Aufgabe>
Beantworte diese Fragen zum Lesetext:
1. Auf welche Verordnung bezieht sich die „einwandfreie und ordnungsgemäße Anwendung“?
2. In welcher Vorschrift ist der Zugang zum Arbeitsmarkt vorgesehen?
3. Wogegen legt der Antragsteller nach der vom High Court vorgeschlagenen Auslegung einen Rechtsbehelf ein?

Lesetext>

════════

Folglich erfordert die vom High Court (Hoher Gerichtshof) in seiner Vorlageentscheidung angeführte „einwandfreie und ordnungsgemäße Anwendung“ der Verordnung Nr. 604/2013 nicht, dass der Drittstaatsangehörige oder der Staatenlose seinen Antrag auf internationalen Schutz im ersten Mitgliedstaat stellt, in dessen Hoheitsgebiet er über einen Drittstaat eingereist ist oder in dessen Hoheitsgebiet er sich aufgehalten hat.

114.

Unter diesen Umständen darf der Aufnahmemitgliedstaat dem Antragsteller nicht die Verzögerung zur Last legen, die sich durch das Verfahren zur Bestimmung des zuständigen Mitgliedstaats ergibt, und ihm nicht den in Art. 15 Abs. 1 der Richtlinie 2013/33 vorgesehenen Zugang zum Arbeitsmarkt verweigern.

115.

Als Zweites gilt diese Schlussfolgerung auch für die vom High Court (Hoher Gerichtshof) vorgeschlagene Auslegung, nach der ein Mitgliedstaat einem Antragsteller die Verzögerung zur Last legen kann, die sich daraus ergibt, dass der Antragsteller gegen die Überstellungsentscheidung, die in Bezug auf ihn ergangen ist, einen Rechtsbehelf eingelegt hat.

116.

════════

Datensätze>

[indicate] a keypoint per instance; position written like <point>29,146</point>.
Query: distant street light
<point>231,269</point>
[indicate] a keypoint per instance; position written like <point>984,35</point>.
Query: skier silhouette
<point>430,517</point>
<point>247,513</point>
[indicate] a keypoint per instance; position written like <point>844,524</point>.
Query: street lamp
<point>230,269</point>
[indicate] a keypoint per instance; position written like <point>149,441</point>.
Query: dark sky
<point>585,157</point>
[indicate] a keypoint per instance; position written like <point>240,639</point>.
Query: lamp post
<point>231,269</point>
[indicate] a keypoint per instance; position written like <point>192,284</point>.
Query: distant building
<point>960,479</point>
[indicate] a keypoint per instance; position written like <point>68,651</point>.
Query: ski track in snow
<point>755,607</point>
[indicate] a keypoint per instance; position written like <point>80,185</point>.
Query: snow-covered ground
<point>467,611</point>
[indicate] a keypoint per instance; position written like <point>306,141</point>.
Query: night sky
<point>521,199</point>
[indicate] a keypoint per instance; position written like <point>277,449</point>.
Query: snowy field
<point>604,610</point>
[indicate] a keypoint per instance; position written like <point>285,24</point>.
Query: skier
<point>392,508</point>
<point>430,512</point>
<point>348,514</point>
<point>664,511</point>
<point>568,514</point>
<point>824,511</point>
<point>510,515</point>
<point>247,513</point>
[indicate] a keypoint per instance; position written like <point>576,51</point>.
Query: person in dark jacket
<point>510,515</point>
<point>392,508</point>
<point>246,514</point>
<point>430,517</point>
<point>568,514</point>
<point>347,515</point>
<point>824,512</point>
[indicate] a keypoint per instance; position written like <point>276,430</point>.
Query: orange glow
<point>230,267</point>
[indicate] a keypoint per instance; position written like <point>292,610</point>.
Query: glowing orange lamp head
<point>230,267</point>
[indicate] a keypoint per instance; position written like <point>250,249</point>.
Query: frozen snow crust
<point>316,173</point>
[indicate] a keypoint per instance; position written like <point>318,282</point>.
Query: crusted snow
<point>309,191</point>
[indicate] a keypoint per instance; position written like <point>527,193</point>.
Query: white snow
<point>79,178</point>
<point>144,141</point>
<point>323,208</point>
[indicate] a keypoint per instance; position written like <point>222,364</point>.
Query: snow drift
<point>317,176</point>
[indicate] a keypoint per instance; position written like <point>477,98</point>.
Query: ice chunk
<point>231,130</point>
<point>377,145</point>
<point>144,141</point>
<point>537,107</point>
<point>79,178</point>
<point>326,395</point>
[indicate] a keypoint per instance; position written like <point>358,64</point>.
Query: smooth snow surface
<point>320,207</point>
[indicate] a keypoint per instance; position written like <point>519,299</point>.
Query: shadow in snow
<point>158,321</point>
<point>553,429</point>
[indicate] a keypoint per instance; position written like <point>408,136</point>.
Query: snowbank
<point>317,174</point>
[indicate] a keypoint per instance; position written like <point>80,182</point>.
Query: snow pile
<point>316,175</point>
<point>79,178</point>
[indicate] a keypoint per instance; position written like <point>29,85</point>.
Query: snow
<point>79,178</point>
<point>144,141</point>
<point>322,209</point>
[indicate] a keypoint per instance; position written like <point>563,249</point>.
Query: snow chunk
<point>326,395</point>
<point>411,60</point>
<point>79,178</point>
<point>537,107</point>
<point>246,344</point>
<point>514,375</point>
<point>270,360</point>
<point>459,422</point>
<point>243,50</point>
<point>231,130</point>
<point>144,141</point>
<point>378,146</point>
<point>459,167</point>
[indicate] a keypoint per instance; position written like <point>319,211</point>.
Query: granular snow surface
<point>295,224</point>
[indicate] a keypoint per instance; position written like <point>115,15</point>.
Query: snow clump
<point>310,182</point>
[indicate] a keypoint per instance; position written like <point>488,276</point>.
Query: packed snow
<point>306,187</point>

════════

Antwort>
1. Auf die Verordnung Nr. 604/2013.
2. In Art. 15 Abs. 1 der Richtlinie 2013/33.
3. Gegen die Überstellungsentscheidung, die in Bezug auf ihn ergangen ist.